DATA SUPPLIED:
⟨
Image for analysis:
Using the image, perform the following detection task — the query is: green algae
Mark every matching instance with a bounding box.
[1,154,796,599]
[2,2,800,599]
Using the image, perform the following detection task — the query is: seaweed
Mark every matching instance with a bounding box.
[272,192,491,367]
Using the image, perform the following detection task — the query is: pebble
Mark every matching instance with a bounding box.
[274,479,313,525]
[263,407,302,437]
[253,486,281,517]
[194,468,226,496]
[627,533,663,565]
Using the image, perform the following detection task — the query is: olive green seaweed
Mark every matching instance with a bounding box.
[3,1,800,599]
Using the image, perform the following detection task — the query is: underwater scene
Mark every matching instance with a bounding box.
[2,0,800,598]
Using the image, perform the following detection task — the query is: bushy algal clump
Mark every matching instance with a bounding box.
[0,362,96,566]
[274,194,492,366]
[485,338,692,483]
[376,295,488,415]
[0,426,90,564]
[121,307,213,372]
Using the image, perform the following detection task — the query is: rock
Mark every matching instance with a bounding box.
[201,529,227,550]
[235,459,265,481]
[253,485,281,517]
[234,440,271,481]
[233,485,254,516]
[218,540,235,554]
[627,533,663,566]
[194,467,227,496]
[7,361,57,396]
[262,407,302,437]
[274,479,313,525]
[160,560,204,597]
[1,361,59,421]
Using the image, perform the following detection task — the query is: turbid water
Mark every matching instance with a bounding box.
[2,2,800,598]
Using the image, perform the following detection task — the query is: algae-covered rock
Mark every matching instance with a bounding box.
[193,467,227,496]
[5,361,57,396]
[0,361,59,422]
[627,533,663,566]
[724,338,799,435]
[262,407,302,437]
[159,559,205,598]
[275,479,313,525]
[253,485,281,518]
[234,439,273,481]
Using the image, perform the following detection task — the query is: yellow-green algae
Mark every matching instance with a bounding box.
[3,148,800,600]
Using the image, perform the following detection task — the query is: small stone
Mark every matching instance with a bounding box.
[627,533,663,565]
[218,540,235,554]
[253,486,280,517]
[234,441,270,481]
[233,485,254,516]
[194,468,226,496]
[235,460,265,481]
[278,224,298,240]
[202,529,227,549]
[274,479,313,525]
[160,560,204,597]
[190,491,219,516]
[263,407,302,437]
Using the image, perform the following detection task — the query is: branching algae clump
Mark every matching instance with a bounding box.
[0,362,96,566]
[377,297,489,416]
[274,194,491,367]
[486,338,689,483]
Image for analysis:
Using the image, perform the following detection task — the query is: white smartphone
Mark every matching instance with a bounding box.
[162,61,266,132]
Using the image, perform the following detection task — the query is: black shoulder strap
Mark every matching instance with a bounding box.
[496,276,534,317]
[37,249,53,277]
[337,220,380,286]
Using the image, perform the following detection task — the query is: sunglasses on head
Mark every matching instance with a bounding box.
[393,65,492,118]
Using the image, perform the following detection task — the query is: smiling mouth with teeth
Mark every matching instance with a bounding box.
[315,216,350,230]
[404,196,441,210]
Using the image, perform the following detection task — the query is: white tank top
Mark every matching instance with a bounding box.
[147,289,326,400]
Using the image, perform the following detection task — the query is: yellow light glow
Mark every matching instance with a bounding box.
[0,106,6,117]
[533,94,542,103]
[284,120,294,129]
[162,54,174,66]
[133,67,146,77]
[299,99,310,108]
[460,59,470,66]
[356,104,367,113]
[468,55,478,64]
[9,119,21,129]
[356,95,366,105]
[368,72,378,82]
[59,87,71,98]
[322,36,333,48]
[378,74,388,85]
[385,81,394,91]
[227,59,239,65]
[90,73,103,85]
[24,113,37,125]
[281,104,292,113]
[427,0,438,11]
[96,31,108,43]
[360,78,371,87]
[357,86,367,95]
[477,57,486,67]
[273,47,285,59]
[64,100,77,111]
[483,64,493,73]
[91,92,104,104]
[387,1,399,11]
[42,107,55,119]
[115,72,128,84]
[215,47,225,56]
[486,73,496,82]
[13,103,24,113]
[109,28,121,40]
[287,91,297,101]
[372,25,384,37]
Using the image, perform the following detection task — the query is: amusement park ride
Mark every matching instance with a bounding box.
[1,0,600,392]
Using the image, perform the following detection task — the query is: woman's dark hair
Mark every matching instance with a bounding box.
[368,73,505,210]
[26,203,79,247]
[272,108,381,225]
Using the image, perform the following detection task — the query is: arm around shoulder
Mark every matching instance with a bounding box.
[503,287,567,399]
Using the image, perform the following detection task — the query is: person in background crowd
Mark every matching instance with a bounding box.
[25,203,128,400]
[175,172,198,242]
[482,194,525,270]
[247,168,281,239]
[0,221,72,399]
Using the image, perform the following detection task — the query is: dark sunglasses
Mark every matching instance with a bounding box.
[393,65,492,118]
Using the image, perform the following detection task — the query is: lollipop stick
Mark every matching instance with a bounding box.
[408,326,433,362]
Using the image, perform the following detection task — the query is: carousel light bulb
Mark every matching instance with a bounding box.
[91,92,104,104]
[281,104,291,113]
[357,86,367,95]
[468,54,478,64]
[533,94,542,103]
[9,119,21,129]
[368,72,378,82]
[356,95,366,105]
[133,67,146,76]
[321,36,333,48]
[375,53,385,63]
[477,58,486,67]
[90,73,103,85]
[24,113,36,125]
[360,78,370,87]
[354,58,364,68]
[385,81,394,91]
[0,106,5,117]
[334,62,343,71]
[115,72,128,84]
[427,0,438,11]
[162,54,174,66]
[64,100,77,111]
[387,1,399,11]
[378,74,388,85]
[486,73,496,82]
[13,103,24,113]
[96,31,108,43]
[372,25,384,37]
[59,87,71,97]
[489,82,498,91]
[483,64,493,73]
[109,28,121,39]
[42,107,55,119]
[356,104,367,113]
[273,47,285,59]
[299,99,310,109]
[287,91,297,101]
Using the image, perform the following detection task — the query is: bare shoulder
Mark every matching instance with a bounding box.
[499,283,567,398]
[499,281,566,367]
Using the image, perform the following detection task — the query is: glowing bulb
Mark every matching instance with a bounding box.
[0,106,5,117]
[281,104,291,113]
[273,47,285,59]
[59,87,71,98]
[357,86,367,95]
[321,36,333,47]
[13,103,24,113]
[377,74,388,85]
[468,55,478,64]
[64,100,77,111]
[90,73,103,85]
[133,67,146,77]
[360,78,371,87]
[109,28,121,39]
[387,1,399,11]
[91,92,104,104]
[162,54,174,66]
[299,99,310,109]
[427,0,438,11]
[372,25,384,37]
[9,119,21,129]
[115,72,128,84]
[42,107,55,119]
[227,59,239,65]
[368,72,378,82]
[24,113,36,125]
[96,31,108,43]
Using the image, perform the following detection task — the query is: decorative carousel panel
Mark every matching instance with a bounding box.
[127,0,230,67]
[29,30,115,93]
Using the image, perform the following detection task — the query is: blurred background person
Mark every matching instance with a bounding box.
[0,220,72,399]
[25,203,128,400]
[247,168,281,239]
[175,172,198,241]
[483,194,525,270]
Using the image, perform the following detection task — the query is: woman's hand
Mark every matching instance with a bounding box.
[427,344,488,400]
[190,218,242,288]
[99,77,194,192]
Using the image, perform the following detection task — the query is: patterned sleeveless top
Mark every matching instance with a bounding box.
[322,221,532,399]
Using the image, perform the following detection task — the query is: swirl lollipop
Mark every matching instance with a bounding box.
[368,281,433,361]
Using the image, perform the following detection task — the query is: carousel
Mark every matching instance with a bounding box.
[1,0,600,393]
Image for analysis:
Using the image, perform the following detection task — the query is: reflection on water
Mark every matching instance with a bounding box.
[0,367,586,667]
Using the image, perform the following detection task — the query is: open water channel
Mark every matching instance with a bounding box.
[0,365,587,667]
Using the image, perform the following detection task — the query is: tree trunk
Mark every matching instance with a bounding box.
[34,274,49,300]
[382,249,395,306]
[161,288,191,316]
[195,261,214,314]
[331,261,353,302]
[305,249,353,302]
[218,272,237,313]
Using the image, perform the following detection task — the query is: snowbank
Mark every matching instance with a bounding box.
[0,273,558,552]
⟩
WHAT YOU WILL DO: Please give back exactly the lines of this listing beginning at the line with "is: white smartphone" and ending with the line with "black shoulder strap", both included, and nothing else.

RESULT OF THIS TASK:
Using the image, perform the following detection task — the query is: white smartphone
Mark every matching instance with a bounding box.
[162,61,266,132]
Using the image, perform the following detection task — the query is: black shoulder strap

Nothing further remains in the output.